** Opening SOURCE DOCUMENT block **

Restraint protocols should identify restraint techniques that should be expressly prohibited by EMS providers including: restraint or transport in a prone position with or without hands and feet behind the back (hobbling or “hog-tying”), “sandwiching” patients between backboards, techniques that constrict the neck or compromise the airway, or EMS provider use of weapons as adjuncts in the restraint of a patient.

Continued patient struggling after restraint application, for example in excited delirium, can lead to hyperkalemia, rhabdomyolysis, and cardiac arrest. Chemical restraint may be necessary to prevent continued forceful struggling by the patient.

Chemical restraint, usually with a butyrophenone, a benzodiazepine, ketamine or other dissociative agents, or a combination of these agents, is an effective and safe method of protecting the violent or combative patient from self-injury. Paralytic agents are not acceptable chemical agents for restraint unless they are also clinically indicated to treat an underlying clinical condition.

After patient restraint interventions occur, there must be regular and frequent evaluation of the patient's respiratory and hemodynamic condition and the neurovascular status of all restrained extremities.

Patient care documentation of restrained patients should include: patient assessment, clinical indication for restraint, the type of restraint intervention(s) applied, frequency of reassessment and associated exam findings, and additional care provided during transport.

Direct medical oversight of EMS provider interventions may be necessary for combative patients who refuse treatment, for orders to restrain a patient (before or immediately after restraint), or for orders for chemical restraint (before or after medication is administered).

** Closing SOURCE DOCUMENT block **
** Opening THE DATA block **

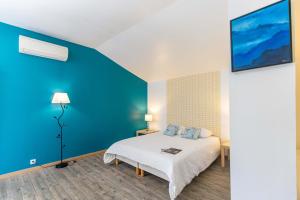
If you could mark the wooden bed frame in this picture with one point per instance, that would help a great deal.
(140, 168)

** Closing THE DATA block **

:: TASK GOAL ::
Answer these questions from the text on patient restraint.
(a) What three outcomes can continued patient struggling after restraint lead to?
(b) When are paralytic agents acceptable for chemical restraint?
(c) What must be evaluated regularly and frequently after restraint interventions?
You do not need the data for this work.

:: REPLY ::
(a) Hyperkalemia, rhabdomyolysis, and cardiac arrest.
(b) Only when they are also clinically indicated to treat an underlying clinical condition.
(c) The patient's respiratory and hemodynamic condition and the neurovascular status of all restrained extremities.